### Brief
Among the entries that follow, how many lines contain the word "below"? Give the number alone.
*** Recorded data ***
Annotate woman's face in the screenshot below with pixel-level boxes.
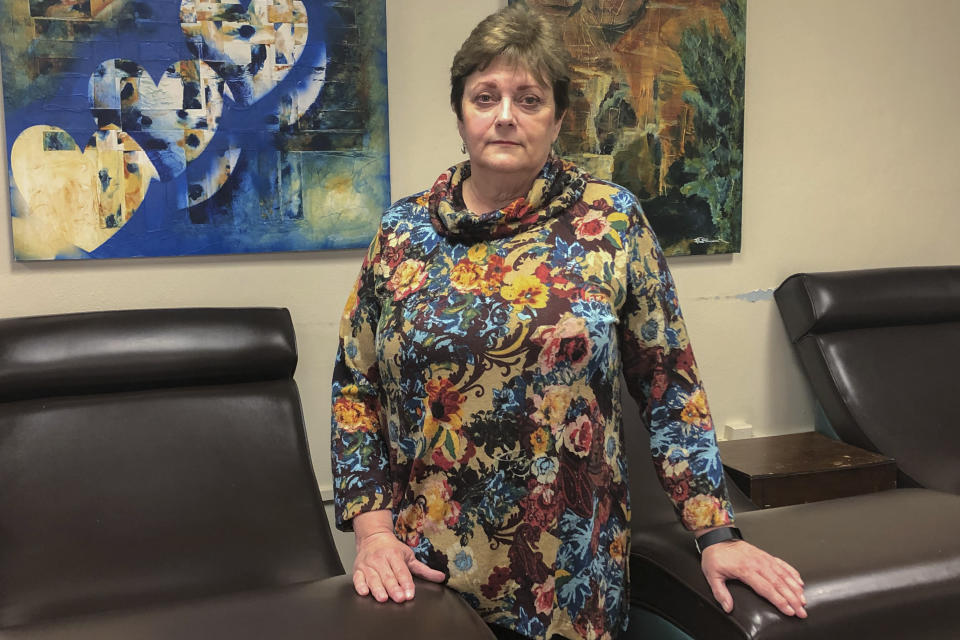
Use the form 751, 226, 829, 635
458, 56, 563, 181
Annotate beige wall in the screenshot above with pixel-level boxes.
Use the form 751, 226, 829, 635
1, 0, 959, 559
675, 0, 960, 437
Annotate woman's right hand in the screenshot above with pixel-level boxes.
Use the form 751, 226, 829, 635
351, 510, 446, 603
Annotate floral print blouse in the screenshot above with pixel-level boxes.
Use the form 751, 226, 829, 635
331, 157, 734, 640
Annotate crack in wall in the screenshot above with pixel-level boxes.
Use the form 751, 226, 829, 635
693, 288, 775, 303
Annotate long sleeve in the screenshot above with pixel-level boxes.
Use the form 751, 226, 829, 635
618, 206, 734, 531
331, 227, 394, 531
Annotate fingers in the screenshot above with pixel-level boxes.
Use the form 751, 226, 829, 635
739, 559, 805, 618
353, 535, 419, 603
387, 554, 416, 601
772, 562, 806, 607
376, 557, 408, 603
352, 569, 370, 597
777, 557, 804, 586
756, 555, 806, 617
360, 566, 390, 603
766, 562, 807, 617
701, 542, 808, 619
747, 571, 805, 618
409, 558, 447, 583
357, 558, 408, 603
707, 575, 734, 613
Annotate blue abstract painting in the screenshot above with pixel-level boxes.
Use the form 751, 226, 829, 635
1, 0, 389, 260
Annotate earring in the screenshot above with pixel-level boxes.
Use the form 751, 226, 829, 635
460, 142, 467, 154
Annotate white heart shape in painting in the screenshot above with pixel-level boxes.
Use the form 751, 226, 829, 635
10, 125, 157, 258
89, 58, 232, 182
180, 0, 308, 105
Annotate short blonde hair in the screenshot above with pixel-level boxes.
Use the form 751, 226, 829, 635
450, 4, 570, 121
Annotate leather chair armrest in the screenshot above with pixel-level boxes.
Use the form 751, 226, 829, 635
0, 576, 495, 640
632, 489, 960, 640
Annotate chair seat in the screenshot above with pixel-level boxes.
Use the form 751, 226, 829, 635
0, 576, 495, 640
630, 488, 960, 640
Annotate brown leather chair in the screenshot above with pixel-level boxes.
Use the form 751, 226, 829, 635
0, 308, 493, 640
775, 266, 960, 493
624, 266, 960, 639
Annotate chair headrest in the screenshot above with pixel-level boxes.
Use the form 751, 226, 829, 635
0, 307, 297, 402
775, 266, 960, 343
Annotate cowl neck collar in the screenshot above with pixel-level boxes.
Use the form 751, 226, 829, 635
427, 156, 587, 242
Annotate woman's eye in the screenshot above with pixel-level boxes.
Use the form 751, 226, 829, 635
475, 94, 495, 104
520, 95, 543, 107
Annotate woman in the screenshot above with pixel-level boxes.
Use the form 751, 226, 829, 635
331, 6, 805, 640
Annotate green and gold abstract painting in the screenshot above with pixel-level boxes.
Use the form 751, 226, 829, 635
1, 0, 388, 259
512, 0, 746, 255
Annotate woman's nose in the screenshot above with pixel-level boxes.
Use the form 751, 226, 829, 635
496, 99, 516, 126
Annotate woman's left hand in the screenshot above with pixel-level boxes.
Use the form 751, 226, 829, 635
700, 540, 807, 618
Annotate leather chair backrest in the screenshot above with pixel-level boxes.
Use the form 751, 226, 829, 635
775, 267, 960, 493
0, 308, 343, 628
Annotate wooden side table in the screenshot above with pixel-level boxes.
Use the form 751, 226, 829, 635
718, 431, 897, 509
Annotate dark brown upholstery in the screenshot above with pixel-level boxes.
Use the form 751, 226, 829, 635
0, 577, 494, 640
624, 266, 960, 639
775, 266, 960, 492
0, 308, 493, 639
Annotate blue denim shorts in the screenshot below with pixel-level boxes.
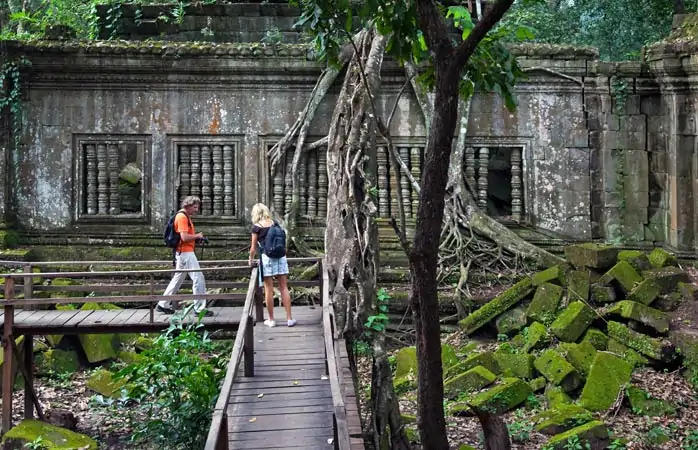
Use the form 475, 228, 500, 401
258, 254, 289, 285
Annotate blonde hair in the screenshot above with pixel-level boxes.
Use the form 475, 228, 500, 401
251, 203, 272, 224
181, 195, 201, 208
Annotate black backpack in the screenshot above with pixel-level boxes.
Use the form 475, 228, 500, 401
163, 210, 190, 249
262, 222, 287, 258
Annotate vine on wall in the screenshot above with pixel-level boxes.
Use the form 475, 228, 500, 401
0, 58, 30, 153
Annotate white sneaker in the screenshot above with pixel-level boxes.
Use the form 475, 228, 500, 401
287, 319, 297, 327
264, 319, 276, 328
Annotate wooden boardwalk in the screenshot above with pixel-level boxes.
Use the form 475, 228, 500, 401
0, 306, 243, 334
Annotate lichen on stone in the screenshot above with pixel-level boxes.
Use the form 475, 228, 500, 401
527, 283, 564, 324
604, 300, 669, 333
1, 419, 98, 449
550, 301, 596, 343
459, 277, 534, 335
443, 365, 497, 398
582, 328, 609, 351
534, 349, 581, 392
579, 351, 632, 412
607, 321, 676, 362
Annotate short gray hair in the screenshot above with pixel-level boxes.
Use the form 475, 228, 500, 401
181, 195, 201, 208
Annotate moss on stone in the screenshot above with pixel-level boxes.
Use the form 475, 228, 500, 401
598, 261, 643, 295
648, 248, 677, 268
581, 328, 609, 351
550, 302, 596, 343
78, 334, 119, 363
527, 283, 564, 324
607, 321, 676, 362
49, 277, 85, 298
564, 243, 619, 270
522, 322, 549, 353
617, 250, 651, 272
534, 349, 581, 392
654, 292, 684, 311
459, 277, 534, 335
545, 385, 572, 408
626, 386, 676, 417
642, 267, 691, 294
590, 283, 617, 303
493, 351, 535, 379
532, 265, 567, 286
558, 341, 597, 378
529, 376, 547, 392
443, 366, 497, 398
86, 368, 127, 398
447, 352, 500, 379
678, 281, 698, 301
451, 377, 532, 415
394, 346, 417, 390
1, 419, 98, 449
627, 278, 661, 306
35, 348, 79, 375
545, 420, 609, 450
117, 350, 143, 365
567, 270, 591, 303
580, 351, 633, 412
607, 339, 649, 367
495, 307, 528, 336
605, 300, 669, 333
531, 404, 593, 435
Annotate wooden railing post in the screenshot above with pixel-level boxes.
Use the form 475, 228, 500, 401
22, 264, 34, 419
2, 277, 15, 434
254, 278, 264, 323
216, 412, 229, 450
243, 315, 254, 377
149, 275, 155, 323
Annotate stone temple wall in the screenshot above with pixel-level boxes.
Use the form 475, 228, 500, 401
0, 3, 693, 256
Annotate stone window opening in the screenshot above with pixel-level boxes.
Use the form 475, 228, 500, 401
465, 146, 524, 222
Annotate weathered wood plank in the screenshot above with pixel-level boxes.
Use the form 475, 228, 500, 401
227, 404, 333, 416
229, 412, 333, 433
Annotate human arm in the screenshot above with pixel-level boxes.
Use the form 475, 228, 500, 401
248, 226, 260, 266
175, 213, 202, 242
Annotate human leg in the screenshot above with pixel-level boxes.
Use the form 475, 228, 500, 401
277, 275, 295, 326
185, 253, 208, 312
263, 276, 276, 327
158, 253, 187, 311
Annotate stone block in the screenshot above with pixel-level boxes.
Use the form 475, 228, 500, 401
*** End of Recorded data ***
### Written solution
2